→ **Задание**:
Перепишите все приведенные ниже строки без единого изменения.

—————

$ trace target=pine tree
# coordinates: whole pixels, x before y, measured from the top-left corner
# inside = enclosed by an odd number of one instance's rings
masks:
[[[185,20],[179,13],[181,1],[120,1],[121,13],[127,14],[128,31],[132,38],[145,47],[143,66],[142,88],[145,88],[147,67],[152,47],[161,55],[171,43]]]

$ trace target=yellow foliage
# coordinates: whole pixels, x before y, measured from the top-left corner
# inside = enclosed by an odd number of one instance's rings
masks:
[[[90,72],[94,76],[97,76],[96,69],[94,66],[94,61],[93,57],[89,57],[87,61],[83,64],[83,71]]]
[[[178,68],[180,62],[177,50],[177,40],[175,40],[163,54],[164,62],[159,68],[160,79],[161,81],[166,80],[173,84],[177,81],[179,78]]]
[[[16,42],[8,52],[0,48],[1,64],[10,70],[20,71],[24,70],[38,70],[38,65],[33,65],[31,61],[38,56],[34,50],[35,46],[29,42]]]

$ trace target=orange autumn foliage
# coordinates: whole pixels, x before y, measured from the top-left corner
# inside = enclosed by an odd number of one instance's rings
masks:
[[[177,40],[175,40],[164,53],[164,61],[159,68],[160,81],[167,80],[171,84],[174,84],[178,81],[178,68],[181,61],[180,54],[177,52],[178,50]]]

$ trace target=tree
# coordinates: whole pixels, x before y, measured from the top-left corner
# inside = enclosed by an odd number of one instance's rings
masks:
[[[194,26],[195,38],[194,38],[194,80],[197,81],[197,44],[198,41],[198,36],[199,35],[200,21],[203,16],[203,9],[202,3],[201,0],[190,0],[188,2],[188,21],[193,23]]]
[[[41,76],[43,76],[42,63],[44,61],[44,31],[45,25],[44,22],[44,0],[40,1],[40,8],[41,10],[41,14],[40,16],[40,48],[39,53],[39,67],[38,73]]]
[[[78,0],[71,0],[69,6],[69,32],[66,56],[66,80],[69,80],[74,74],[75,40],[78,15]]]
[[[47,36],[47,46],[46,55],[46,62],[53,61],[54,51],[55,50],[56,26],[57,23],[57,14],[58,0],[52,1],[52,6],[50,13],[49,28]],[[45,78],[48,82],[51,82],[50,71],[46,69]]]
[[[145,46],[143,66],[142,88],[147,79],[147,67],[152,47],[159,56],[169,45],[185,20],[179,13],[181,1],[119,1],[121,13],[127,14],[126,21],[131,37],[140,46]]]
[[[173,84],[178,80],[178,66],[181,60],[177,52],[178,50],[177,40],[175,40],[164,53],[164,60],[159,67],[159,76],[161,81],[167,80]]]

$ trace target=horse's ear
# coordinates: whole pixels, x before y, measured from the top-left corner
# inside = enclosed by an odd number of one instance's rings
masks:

—————

→ **Ответ к заданию**:
$ trace target=pine tree
# coordinates: whole pixels, x before y, measured from the top-left corner
# inside = enclosed by an odd number of one instance's rings
masks:
[[[185,20],[179,13],[181,1],[120,1],[121,13],[127,14],[128,31],[132,38],[145,47],[143,66],[142,88],[145,88],[147,67],[152,47],[161,55],[171,43]]]

$ trace target=yellow foliage
# coordinates: whole pixels, x before y, measured from the top-left corner
# inside = enclosed by an odd number of one instance's rings
masks:
[[[90,72],[94,76],[97,76],[96,69],[94,66],[94,61],[93,57],[89,57],[87,61],[83,64],[83,71]]]
[[[178,68],[180,62],[177,50],[177,40],[175,40],[163,54],[164,62],[159,68],[160,79],[161,81],[166,80],[173,84],[177,81],[179,78]]]
[[[16,42],[8,52],[0,48],[1,64],[10,70],[20,71],[24,70],[38,70],[38,65],[33,65],[31,61],[38,56],[34,50],[35,46],[29,42]]]

$ trace target=orange autumn foliage
# coordinates: whole pixels, x before y, measured from the top-left corner
# inside = enclosed by an odd number of one instance's rings
masks:
[[[177,40],[175,40],[164,53],[164,61],[159,68],[160,81],[167,80],[171,84],[174,84],[178,81],[178,68],[181,61],[180,54],[177,52],[178,50]]]

$ trace target=tree
# coordinates: whole pixels, x before y, measured from the top-left corner
# inside = enclosed by an odd number of one instance's rings
masks:
[[[194,26],[195,38],[194,38],[194,80],[197,81],[197,44],[198,41],[198,36],[199,35],[200,21],[203,16],[203,9],[202,3],[201,0],[190,0],[188,2],[188,21],[193,23]]]
[[[41,76],[43,76],[42,63],[44,61],[44,31],[45,25],[44,22],[44,0],[40,1],[40,8],[41,10],[41,14],[40,16],[40,48],[39,53],[39,67],[38,73]]]
[[[78,0],[71,0],[69,6],[69,32],[66,56],[66,80],[69,80],[74,74],[75,40],[78,15]]]
[[[47,36],[47,46],[46,55],[46,62],[53,61],[54,51],[55,50],[56,26],[57,23],[57,14],[58,0],[52,1],[52,6],[50,13],[49,28]],[[45,78],[48,82],[51,82],[50,71],[46,69]]]
[[[145,46],[143,66],[142,88],[147,79],[147,67],[152,47],[159,56],[169,45],[185,20],[179,13],[181,1],[119,1],[121,13],[127,14],[126,21],[131,37],[140,46]]]
[[[173,84],[178,80],[178,66],[181,60],[177,52],[178,50],[177,40],[175,40],[164,53],[164,60],[159,67],[159,76],[161,81],[167,80]]]

$ trace target=horse's ear
# coordinates: whole pixels, x before y, measured from the top-left corner
# inside = enclosed by an odd number of one instance's rings
masks:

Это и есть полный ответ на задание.